● **Records**:
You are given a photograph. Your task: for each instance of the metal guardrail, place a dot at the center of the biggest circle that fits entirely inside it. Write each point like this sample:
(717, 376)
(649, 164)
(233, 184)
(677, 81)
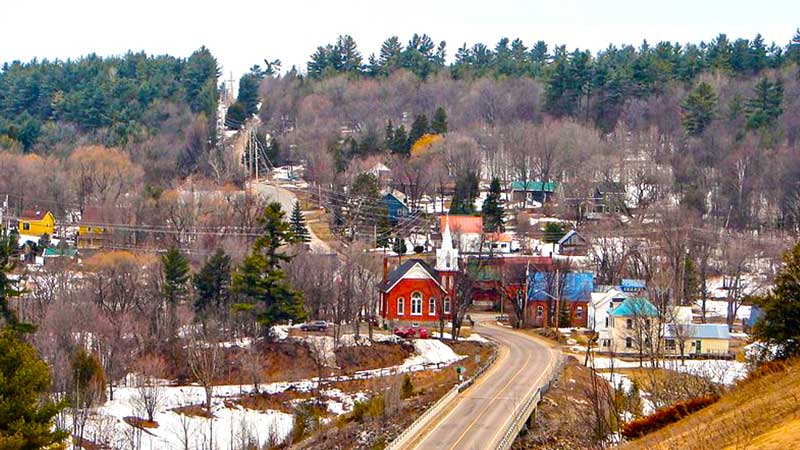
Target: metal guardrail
(423, 420)
(528, 407)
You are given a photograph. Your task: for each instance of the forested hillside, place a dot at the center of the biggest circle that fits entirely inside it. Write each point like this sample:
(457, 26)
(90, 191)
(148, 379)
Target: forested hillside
(149, 105)
(711, 125)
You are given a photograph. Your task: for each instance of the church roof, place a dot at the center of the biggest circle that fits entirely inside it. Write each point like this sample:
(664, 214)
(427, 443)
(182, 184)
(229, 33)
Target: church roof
(397, 274)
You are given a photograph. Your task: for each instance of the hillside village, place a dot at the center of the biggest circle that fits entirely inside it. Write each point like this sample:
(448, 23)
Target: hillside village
(505, 246)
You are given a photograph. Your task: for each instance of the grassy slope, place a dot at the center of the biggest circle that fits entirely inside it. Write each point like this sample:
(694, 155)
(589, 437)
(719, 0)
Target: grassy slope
(763, 413)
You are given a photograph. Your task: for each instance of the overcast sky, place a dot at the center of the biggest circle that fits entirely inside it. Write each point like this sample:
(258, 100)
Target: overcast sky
(243, 33)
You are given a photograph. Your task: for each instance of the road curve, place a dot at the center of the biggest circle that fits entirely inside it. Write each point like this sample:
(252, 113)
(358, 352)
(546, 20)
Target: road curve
(479, 417)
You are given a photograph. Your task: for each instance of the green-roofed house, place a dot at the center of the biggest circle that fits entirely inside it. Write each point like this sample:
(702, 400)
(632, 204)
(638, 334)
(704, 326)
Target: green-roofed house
(532, 192)
(633, 327)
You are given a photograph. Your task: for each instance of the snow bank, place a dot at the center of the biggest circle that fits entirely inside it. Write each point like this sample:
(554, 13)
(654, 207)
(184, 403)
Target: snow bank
(175, 431)
(430, 352)
(721, 371)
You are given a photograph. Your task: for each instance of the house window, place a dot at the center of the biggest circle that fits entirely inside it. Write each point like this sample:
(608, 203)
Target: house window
(416, 304)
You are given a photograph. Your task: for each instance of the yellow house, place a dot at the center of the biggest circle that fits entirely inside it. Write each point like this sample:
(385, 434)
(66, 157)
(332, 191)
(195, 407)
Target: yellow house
(92, 228)
(708, 339)
(36, 223)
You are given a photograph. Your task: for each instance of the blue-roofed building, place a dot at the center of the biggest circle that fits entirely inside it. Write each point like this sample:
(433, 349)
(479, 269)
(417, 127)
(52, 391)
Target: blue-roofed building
(575, 294)
(697, 339)
(633, 327)
(632, 286)
(396, 206)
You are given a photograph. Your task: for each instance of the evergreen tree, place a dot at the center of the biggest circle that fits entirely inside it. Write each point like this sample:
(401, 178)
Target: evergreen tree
(400, 142)
(492, 210)
(235, 116)
(248, 90)
(780, 323)
(212, 284)
(260, 281)
(698, 109)
(298, 228)
(175, 274)
(766, 104)
(419, 128)
(399, 245)
(27, 419)
(553, 231)
(439, 121)
(466, 191)
(8, 286)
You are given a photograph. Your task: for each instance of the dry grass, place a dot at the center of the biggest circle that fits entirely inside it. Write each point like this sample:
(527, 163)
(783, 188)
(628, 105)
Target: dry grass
(138, 422)
(761, 413)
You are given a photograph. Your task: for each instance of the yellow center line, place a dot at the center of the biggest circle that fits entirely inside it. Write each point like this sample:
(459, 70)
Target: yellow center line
(505, 386)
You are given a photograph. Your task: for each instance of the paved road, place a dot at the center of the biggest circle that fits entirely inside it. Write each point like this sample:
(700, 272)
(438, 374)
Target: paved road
(287, 198)
(480, 416)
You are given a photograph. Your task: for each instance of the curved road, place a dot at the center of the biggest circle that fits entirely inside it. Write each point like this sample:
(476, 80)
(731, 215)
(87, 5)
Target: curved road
(479, 417)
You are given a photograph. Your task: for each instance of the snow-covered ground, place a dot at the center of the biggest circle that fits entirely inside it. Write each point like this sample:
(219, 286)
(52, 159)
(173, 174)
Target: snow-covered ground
(719, 308)
(717, 370)
(231, 424)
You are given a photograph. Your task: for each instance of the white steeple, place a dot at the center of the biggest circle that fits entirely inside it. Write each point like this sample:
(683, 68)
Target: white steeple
(446, 255)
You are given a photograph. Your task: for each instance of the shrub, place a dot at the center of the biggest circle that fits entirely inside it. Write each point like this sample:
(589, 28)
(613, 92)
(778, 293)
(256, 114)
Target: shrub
(665, 416)
(369, 409)
(407, 390)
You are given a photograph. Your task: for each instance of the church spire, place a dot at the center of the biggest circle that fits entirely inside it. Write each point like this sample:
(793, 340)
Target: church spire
(446, 255)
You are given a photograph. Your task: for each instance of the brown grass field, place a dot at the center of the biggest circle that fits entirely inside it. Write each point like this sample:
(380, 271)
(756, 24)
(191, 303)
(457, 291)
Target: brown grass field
(762, 412)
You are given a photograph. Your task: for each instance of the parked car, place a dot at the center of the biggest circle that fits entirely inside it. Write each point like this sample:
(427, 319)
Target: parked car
(410, 332)
(316, 325)
(405, 332)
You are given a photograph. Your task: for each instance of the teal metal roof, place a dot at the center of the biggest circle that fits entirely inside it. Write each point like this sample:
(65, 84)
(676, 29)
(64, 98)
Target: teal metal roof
(534, 186)
(54, 252)
(635, 307)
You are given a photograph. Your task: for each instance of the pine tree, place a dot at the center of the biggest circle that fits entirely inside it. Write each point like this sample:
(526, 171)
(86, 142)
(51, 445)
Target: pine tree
(698, 109)
(780, 323)
(400, 142)
(212, 284)
(175, 273)
(8, 286)
(765, 106)
(492, 210)
(260, 282)
(466, 191)
(439, 121)
(298, 229)
(419, 128)
(26, 418)
(399, 246)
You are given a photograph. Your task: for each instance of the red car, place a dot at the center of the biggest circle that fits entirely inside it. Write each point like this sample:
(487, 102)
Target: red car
(410, 332)
(405, 332)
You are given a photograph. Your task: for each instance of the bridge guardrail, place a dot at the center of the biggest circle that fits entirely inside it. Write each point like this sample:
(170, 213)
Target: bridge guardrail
(423, 420)
(528, 407)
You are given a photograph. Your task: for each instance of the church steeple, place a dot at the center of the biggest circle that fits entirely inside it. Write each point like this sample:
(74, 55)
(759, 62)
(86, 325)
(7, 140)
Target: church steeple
(446, 255)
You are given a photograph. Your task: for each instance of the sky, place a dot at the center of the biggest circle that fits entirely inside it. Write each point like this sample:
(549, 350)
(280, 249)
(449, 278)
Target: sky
(242, 33)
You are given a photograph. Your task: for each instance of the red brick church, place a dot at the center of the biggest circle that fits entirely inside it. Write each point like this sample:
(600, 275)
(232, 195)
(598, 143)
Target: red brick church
(417, 292)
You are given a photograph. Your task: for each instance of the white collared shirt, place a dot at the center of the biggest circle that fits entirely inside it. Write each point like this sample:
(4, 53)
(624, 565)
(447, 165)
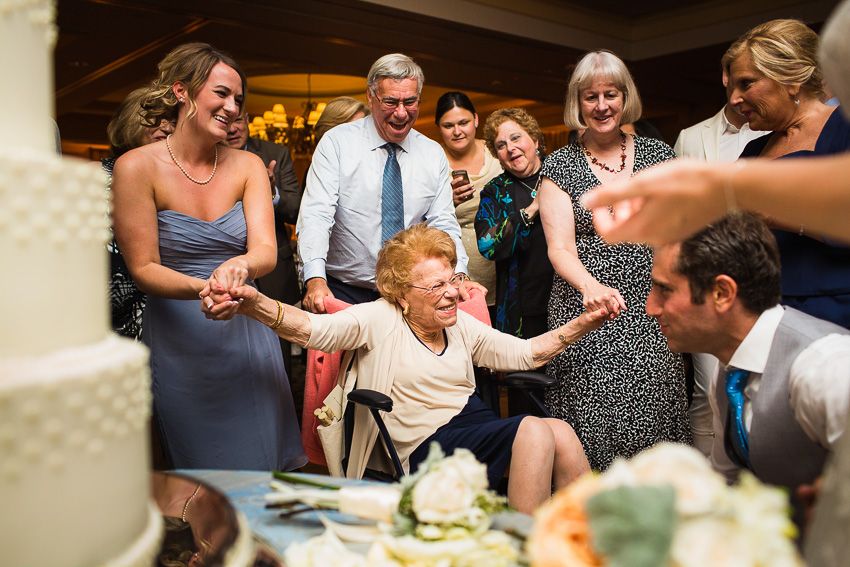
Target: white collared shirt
(818, 386)
(733, 140)
(339, 224)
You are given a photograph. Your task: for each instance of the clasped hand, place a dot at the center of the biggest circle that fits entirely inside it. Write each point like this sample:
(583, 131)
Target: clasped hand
(596, 296)
(225, 291)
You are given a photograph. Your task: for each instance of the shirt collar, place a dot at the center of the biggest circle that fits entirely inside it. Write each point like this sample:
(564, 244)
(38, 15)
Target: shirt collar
(728, 127)
(754, 350)
(375, 139)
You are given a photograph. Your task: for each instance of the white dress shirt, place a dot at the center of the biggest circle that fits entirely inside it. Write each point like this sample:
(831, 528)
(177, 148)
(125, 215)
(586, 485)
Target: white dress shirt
(818, 386)
(339, 224)
(733, 140)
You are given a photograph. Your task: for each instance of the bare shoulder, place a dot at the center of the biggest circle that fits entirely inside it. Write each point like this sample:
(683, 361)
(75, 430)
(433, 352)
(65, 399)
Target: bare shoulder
(141, 160)
(238, 157)
(139, 166)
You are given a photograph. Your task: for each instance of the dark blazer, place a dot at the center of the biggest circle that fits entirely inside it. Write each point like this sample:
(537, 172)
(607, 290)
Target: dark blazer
(282, 282)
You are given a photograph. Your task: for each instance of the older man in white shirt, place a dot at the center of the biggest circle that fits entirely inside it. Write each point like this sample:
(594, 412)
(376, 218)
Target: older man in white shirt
(780, 399)
(347, 213)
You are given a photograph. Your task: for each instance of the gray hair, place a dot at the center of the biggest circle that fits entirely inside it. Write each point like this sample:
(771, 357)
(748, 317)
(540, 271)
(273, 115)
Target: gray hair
(395, 66)
(601, 64)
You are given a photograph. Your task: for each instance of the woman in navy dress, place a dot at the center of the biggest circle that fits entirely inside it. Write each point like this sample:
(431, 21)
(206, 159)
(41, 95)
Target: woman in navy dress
(778, 86)
(188, 211)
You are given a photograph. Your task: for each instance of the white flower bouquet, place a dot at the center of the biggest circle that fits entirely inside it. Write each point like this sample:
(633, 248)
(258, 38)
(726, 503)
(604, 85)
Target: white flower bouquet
(665, 507)
(439, 516)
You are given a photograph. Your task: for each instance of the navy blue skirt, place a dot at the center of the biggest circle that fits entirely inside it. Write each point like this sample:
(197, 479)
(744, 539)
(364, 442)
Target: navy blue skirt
(479, 429)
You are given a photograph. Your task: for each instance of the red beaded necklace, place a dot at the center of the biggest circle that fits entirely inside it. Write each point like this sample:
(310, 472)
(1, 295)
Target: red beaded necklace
(604, 166)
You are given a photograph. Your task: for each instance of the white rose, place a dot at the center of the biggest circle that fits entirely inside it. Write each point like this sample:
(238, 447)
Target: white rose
(710, 542)
(763, 513)
(327, 550)
(446, 493)
(493, 549)
(699, 490)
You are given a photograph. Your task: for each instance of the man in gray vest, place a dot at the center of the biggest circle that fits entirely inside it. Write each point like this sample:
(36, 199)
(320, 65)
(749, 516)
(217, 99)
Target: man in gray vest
(780, 398)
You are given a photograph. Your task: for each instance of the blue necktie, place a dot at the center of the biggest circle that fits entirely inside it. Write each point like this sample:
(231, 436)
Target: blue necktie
(392, 198)
(736, 381)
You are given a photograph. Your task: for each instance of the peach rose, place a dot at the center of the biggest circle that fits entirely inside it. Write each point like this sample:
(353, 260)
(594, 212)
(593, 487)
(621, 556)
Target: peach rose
(561, 535)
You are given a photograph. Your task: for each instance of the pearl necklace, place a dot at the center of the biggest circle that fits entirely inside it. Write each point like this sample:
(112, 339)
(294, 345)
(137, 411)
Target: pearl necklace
(186, 173)
(529, 187)
(604, 166)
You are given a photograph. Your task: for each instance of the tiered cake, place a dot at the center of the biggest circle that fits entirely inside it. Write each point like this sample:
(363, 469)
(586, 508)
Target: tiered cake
(74, 398)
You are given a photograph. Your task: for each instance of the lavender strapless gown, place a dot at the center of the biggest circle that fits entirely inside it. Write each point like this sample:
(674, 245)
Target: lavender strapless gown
(221, 394)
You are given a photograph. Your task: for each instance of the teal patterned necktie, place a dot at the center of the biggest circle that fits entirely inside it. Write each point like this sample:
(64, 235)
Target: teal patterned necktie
(736, 381)
(392, 198)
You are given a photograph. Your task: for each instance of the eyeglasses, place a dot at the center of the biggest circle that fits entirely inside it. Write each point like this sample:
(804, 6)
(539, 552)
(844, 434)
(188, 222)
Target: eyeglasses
(440, 288)
(393, 103)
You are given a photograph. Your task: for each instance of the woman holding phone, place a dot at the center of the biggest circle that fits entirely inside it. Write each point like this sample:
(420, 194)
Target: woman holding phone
(472, 168)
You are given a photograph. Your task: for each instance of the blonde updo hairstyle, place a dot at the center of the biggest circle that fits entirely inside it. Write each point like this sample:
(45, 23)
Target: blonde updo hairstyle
(338, 111)
(601, 65)
(393, 272)
(126, 129)
(191, 64)
(785, 51)
(522, 118)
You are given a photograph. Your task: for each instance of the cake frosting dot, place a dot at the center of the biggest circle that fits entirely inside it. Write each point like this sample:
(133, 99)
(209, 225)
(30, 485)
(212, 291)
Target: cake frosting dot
(95, 447)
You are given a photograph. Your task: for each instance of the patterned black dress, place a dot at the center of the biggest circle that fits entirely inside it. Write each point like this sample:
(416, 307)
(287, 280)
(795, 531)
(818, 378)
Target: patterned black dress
(620, 387)
(127, 303)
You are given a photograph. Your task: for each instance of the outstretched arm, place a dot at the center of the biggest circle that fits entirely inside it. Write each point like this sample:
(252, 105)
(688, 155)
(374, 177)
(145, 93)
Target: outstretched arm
(556, 213)
(548, 345)
(673, 201)
(295, 325)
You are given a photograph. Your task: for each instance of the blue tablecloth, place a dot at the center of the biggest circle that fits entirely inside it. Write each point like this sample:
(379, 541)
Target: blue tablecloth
(246, 490)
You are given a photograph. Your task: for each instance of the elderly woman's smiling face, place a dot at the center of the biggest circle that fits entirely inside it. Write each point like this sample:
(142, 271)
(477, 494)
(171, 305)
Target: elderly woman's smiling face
(431, 311)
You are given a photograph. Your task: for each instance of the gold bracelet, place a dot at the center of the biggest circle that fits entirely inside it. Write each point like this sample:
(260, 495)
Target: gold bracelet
(279, 319)
(189, 501)
(258, 267)
(729, 186)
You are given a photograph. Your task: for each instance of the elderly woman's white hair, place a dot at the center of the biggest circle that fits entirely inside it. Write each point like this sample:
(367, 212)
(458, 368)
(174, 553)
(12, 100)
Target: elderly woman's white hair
(601, 64)
(834, 47)
(395, 66)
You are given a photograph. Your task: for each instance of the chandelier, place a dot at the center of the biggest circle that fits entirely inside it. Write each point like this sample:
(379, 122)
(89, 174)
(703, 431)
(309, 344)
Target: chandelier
(297, 133)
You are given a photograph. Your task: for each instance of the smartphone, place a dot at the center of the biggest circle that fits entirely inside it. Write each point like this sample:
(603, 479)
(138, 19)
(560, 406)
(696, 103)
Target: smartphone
(461, 173)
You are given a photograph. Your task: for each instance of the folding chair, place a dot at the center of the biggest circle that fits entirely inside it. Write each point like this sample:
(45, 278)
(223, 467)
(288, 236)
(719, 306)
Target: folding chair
(529, 382)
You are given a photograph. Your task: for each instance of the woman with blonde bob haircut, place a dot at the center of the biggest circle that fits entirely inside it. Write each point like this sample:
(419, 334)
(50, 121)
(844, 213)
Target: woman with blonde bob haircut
(621, 389)
(417, 347)
(339, 111)
(597, 64)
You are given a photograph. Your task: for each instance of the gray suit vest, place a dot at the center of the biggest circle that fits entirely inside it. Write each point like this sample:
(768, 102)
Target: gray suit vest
(780, 451)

● **Directions**: The required output is every line from the one with "the smartphone, place" to the final line of the entries, repeated exactly and with nothing else.

● **Task solution**:
You are given a photograph. Your task: for each instance of the smartphone, place a dot at the center of the biggest circle that fits entirely inside it. Write each point like this sample:
(603, 479)
(138, 19)
(560, 406)
(696, 103)
Target: smartphone
(461, 173)
You are given a photograph. Your task: for each instance of the folding chair, place a dot at the center of the biggest circle that fits entirely inside it. Write each point like this sample:
(45, 278)
(223, 467)
(288, 236)
(719, 306)
Target: folding chair
(529, 382)
You are given a photograph. Your task: for each instance of the woman with blonde bob haircut, place a dot at the center of the biggest circle that fits entirely inside it. Write each point like this sample:
(419, 334)
(50, 121)
(844, 213)
Target: woman with blonde bob haircut
(621, 389)
(417, 347)
(339, 111)
(597, 64)
You are given a photograph. Your task: for each instance of the gray suit vest, place a dot at the center of the biggest circle that fits entirely inside it. Write each point like this sample:
(768, 102)
Target: gray suit vest
(780, 451)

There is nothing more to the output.